======== Data listing
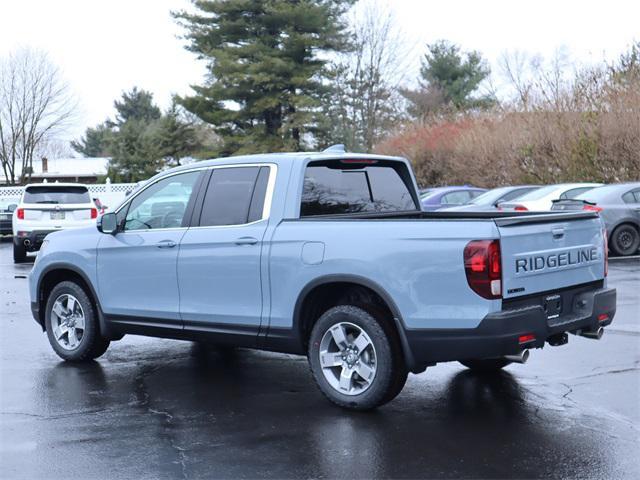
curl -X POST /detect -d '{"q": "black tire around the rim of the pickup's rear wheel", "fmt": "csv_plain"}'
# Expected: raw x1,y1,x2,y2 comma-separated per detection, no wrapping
308,305,407,410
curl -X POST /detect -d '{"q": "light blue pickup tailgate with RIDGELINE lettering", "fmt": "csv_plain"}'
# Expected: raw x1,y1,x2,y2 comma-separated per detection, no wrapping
495,213,605,298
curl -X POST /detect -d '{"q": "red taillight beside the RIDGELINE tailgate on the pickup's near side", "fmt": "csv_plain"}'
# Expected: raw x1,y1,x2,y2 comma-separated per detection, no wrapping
464,240,502,299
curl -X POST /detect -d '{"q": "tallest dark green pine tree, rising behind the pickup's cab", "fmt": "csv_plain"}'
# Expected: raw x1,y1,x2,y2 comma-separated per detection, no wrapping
174,0,354,154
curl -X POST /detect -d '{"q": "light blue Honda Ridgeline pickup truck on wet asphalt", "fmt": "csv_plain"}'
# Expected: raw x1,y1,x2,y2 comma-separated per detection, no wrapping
29,148,616,409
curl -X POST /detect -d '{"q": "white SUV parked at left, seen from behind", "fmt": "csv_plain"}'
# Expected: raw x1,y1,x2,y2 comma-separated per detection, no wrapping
12,183,98,263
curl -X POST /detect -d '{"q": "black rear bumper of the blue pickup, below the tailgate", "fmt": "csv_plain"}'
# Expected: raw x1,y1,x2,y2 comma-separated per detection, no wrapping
406,288,616,366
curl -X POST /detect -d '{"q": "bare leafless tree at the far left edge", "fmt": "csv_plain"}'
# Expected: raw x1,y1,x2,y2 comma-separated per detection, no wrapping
0,49,76,184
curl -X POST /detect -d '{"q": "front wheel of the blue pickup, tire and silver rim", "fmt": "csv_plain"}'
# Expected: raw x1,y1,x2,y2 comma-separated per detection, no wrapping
45,281,109,362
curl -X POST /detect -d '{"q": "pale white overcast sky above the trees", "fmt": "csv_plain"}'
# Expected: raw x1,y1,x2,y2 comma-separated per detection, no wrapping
0,0,640,142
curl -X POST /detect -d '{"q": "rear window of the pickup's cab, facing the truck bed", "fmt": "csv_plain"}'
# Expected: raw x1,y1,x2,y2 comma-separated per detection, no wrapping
================
Exercise aim: Tally the lines in the entries above that hold the string "tailgate" and state the tally alone.

Task output: 3